= Ausgewählter Text =
Vom Wesen in der Schöpfung
Über das eigene Sein in der künstlerischen Arbeit
In den vergangenen beiden Einträgen habe ich mich mit dem Wesen der Kunst als ewiger Weg, mit der Werkstatt als wichtiger Raum zur Entfaltung und den drei Säulen der Arbeit befasst, dabei aber den wichtigsten Aspekt ausgelassen, weil dieser quasi die Grundlage darstellt, ohne die man überhaupt nichts anfängt oder vollenden kann.
Dies ist so selbstverständlich, dass es oft vergessen wird, aber für mich, der die Kehrseite am eigenen Leibe gesehen und erlebt hat, ist es ein sehr wichtiger Punkt im Ganzen der Kunst.
Kurz gesagt, der Mensch braucht für alles was er tut, ein Sendungsbewusstsein.
Zurück an den Anfang:
Der Künstler hegt, wie jeder Mensch, tiefe Zweifel über das eigene Schaffen, welches er wie ein Kleinod hütet, daher die Eitelkeit in der Kunst, wie einen ureigenen Samen nährt, hegt und pflegt, bis dieser Blüte trägt.
Die Zweifel können zerstörerisch oder auch förderlich sein, je nach Menschen, in jedem Fall, müssen sie auf die eine oder andere Weise bewältigt werden, um überhaupt zur Vollendung eines Werkes oder der eigenen Kunst zu gelangen.

= Bereitgestellte Einträge =
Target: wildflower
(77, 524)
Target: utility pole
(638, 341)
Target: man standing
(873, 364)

= Zu bearbeiten =
1. Zählen Sie alle Themen auf, die laut dem Text über das eigene Sein in der künstlerischen Arbeit in den vergangenen beiden Beiträgen behandelt wurden.
2. Führen Sie den Text über das eigene Sein in der künstlerischen Arbeit im Anschluss an seinen letzten Satz weiter.
Die Einträge spielen hierbei keine Rolle.

= Antworten im Überblick =
1.
- das Wesen der Kunst als ewiger Weg
- die Werkstatt als wichtiger Raum zur Entfaltung
- die drei Säulen der Arbeit

2.
Dies kann aber nur geschehen, wenn der Künstler ein Sendungsbewusstsein hat, sich selbst und das was er als sein Werk befindet, also für wertvoll genug, vor der Welt zu erscheinen.
Deshalb kommt es vor, dass jemand mit einem extrem großen Sendungsbewusstsein oder sagen wir Selbstbewusstsein, aber weniger Talent, dennoch nach draußen treten kann, ohne in irgendwelche Zweifel zu geraten.
Dabei muss man anmerken, dass der Zustand wohl meistens unbewusst zu Tage tritt, d.h. die meisten denken gar nicht darüber nach oder tun es als einfache Zweifel ab, obwohl doch mehr dran ist.
Die Bezeichnung Sendungsbewusstsein finde ich zutreffend, weil sie klar definiert, was hier vor sich geht.
Jemand, der von sich selbst und seinen Werken nicht glaubt, dass sie etwas zu bedeuten, zu geben haben und einen Wert in sich tragen, wird niemals an die Öffentlichkeit treten oder das eigene Schaffen anpreisen.
Natürlich gibt es Ausnahmen oder vielleicht sogar Regeln, aber davon spreche ich hier heute nicht.
Warum ich davon erzählen kann?
Natürlich, weil ich am eigenen Leibe erfahre, wie es mit und ohne Sendungsbewusstsein vor sich geht, wobei ich nicht von mir auf andere schließen möchte, aber diejenigen, die es ebenfalls erleben, werden verstehen was ich meine.
Für mich muss eindeutig klar sein, dass einer meiner Texte einen Wert hat und etwas geben kann. Wenn ich daran zweifle, und darin liegt der Unterschied zum einfachen Zweifel, fliegt der Text nicht einfach in die Schublade, nein, ich höre ganz auf zu schreiben, was sehr häufig geschieht.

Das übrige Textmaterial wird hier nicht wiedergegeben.